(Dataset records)

** START **

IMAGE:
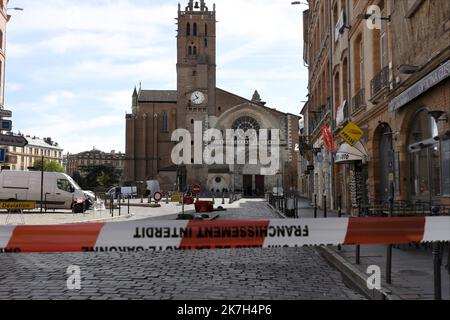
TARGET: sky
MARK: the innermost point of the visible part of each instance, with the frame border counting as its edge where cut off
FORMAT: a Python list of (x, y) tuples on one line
[(72, 65)]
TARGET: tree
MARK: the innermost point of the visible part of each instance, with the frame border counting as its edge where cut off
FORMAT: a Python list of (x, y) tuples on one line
[(79, 179), (49, 166), (103, 176)]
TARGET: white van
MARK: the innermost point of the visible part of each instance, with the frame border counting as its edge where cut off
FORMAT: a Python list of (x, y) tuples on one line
[(124, 192), (60, 190), (152, 187)]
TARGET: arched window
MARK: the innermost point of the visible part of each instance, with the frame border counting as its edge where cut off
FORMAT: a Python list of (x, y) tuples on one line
[(424, 158), (165, 124)]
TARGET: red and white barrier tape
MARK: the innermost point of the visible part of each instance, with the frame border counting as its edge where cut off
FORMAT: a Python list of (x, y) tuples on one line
[(187, 235)]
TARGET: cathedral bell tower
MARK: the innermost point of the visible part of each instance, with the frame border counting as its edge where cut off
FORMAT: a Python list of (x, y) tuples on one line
[(196, 65)]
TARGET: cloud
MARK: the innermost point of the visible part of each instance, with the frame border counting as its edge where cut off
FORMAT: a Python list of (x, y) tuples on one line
[(72, 65)]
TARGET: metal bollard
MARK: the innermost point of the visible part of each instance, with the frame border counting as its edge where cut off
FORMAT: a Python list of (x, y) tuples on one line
[(358, 255), (120, 205), (437, 271), (315, 206), (358, 247), (111, 205), (340, 207), (389, 247)]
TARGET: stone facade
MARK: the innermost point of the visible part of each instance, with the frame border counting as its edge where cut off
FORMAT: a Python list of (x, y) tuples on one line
[(24, 158), (76, 162), (390, 80), (3, 21), (157, 114)]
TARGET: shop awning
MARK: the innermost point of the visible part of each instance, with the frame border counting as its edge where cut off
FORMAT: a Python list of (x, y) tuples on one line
[(348, 153)]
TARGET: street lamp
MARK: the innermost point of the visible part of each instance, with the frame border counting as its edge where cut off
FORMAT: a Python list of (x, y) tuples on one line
[(299, 2)]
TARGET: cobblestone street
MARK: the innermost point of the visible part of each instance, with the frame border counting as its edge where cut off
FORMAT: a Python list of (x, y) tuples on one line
[(224, 274)]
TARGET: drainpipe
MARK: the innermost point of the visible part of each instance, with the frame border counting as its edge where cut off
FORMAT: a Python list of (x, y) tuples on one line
[(332, 178)]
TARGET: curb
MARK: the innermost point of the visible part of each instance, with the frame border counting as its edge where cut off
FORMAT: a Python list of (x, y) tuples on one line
[(276, 211), (355, 276), (104, 219)]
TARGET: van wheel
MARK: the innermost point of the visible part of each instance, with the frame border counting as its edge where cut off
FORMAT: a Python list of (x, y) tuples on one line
[(78, 208)]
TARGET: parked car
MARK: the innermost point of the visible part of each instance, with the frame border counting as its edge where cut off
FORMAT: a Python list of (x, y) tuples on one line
[(124, 192), (152, 187), (60, 190), (91, 198)]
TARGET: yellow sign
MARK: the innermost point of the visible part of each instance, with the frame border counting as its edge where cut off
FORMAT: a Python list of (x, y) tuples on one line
[(351, 134), (19, 205)]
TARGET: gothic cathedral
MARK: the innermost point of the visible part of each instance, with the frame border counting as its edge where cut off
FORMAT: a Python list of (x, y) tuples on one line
[(157, 113)]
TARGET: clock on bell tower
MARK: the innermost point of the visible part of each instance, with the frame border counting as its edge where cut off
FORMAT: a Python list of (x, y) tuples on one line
[(196, 65)]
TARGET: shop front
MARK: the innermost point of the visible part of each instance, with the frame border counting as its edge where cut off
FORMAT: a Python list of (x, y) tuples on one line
[(353, 176)]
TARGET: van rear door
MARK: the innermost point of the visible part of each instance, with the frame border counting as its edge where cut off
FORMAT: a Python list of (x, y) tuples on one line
[(63, 195)]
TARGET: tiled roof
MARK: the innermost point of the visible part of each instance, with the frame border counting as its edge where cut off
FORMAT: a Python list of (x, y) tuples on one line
[(158, 96), (37, 142)]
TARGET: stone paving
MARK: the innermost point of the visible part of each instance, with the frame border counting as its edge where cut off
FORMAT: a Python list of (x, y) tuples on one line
[(269, 274), (412, 266), (253, 209)]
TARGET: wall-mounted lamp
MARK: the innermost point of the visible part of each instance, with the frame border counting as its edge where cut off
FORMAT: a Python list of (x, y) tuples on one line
[(369, 16), (439, 115), (409, 68)]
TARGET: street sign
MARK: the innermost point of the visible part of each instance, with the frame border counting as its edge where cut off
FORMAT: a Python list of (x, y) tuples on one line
[(351, 134), (2, 155), (328, 139), (13, 141), (157, 196), (196, 189), (6, 125), (18, 205), (5, 113), (11, 159)]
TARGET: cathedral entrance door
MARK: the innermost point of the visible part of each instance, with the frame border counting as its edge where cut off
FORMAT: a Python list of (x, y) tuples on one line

** END **

# Aim of the exercise
Update the entries above by replacing "on one line" with "on a single line" everywhere it appears, and change nothing else. Leave the pictures out of your answer.

# Solution to this task
IMAGE:
TARGET: sky
MARK: the innermost point of the visible part of each instance, with the frame border counting as its edge where cut off
FORMAT: a Python list of (x, y) tuples on a single line
[(72, 65)]
TARGET: tree
MARK: the innermost point of the visible part of each instance, with the frame border counting as its edge where cut off
FORMAT: a Python list of (x, y) tuples on a single line
[(79, 179), (49, 166), (103, 176)]
TARGET: white van
MARK: the innermost point of the visible part of each instance, with the frame border counting as its edge where cut off
FORMAT: a Python list of (x, y) tuples on a single line
[(124, 192), (60, 190), (152, 187)]
TARGET: arched window
MARK: the innermost point of the visible part of each instance, with the frame border counting as its edge where cut off
FORMAT: a Python list of (x, y) tuples on a single line
[(424, 158), (165, 124)]
TARGET: red and white barrier tape
MARK: the innermost point of the visible part of each instance, with the frame border counting as its edge where cut off
FORMAT: a Python list of (x, y) tuples on a single line
[(187, 235)]
TARGET: cathedral bell tower
MARK: the innermost point of the visible part of each instance, with the frame border counting as its edge where cut off
FORMAT: a Python list of (x, y) tuples on a single line
[(196, 65)]
TARGET: cloud
MARK: the innermost point of the visible part of each instance, with the frame border counting as its edge where cut off
FORMAT: a Python list of (x, y) tuples on a single line
[(72, 65)]
TARGET: metal bollard
MARK: the innermost point of the visible part of each instance, with the frame border counting as its edge where cut off
FORMAT: a Python list of (x, y) tuples on a single line
[(358, 255), (120, 205), (437, 271), (315, 206), (358, 247), (111, 205), (340, 207), (389, 247)]
TARGET: stone facade
MARK: the innermost point of the visible part of each instance, with the frame border counting as its edge where cut off
FORMAT: a Python list of (x, y) tuples on a single line
[(24, 158), (76, 162), (390, 80), (3, 21), (157, 114)]
TARGET: shop awning
MARK: the innermost point of the visible part of each instance, with the frame border counting as its edge where cut off
FORMAT: a Python list of (x, y) tuples on a single line
[(348, 153)]
TARGET: street lamp
MARK: the innermost point of the visible part of each instance, with the frame border counting as its edge where cut off
FORMAT: a Python list of (x, y) tuples on a single line
[(299, 2)]
TARGET: cobblestone street
MARK: the innermost point of the visible part of each instance, with the frame border counting as its edge where cut off
FORMAT: a Python list of (x, y) tuples on a single line
[(224, 274)]
TARGET: drainpipe
MARK: the innermost point of the visible part of each instance, with the frame border counting as its edge where cut off
FORMAT: a Python list of (x, y) tuples on a single line
[(332, 178)]
TARGET: curb
MARK: the innermost point of the visible part of each instance, with the frame border counting as its edge where cut off
FORMAT: a Python list of (x, y) tuples on a single line
[(276, 211), (355, 276), (104, 219)]
TARGET: van wheel
MARK: the innermost point of the visible part of each instance, with the frame border counting as its edge where cut off
FORMAT: a Python list of (x, y) tuples on a single line
[(78, 208)]
TARGET: parked car
MARK: the innermost point of the visible part of each instance, with the frame border counting as its edge where cut off
FORMAT: a Python list of (x, y) tuples on a single line
[(124, 192), (152, 187), (60, 190), (91, 198)]
TARGET: yellow sign
MARK: the innermost point of the visible part of each instance, with the frame border counting as its edge where cut off
FORMAT: a Python list of (x, y) tuples on a single line
[(351, 134), (19, 205)]
TARGET: gothic cathedral
MARK: the innermost point of the visible part of each instance, with the frame border counting as its edge where cut off
FORMAT: a Python list of (x, y) tuples on a single line
[(157, 113)]
TARGET: clock on bell tower
MARK: the innermost point of the visible part of each instance, with the frame border counting as its edge where cut off
FORMAT: a Python list of (x, y) tuples on a single line
[(196, 65)]
TARGET: shop front
MARK: the innermost point of the visible part of each instance, with the frame border counting as its edge where cut off
FORMAT: a Python list of (x, y) tuples on a single line
[(353, 176)]
TARGET: van rear door
MARK: the innermost point of the visible part of each instance, with the frame border counting as its edge where cut off
FORMAT: a Python list of (x, y) tuples on a single line
[(63, 195)]
TARGET: tiled roof
MARK: the innermost point of the visible part of each instance, with the frame border counting as its edge where cut off
FORMAT: a Python list of (x, y) tuples on a single line
[(158, 96), (37, 142)]
TARGET: stone paving
MARK: the innermost point of the visible part of each instance, with the frame border counting as its edge where cut off
FORMAT: a Python list of (x, y) tuples on a single line
[(269, 274), (412, 266), (253, 209)]
TARGET: wall-mounted lamp
MARK: the innermost point of the visible part of each instance, with the frame border counting as its edge where cut off
FORMAT: a Python list of (x, y) tuples on a single line
[(369, 16), (439, 115), (409, 68)]
TARGET: street sign
MARK: the innermost point of the visible part of each instance, with the frame border counting as its edge where cut off
FORMAT: a Python list of (x, y) tuples on a single line
[(351, 134), (2, 155), (328, 139), (13, 141), (157, 196), (196, 189), (6, 125), (18, 205), (5, 113), (11, 159)]
TARGET: cathedral entrance door
MARK: the innermost point of the visible part of each instance, with the frame border counting as its edge where cut off
FORMAT: a Python list of (x, y) tuples on a single line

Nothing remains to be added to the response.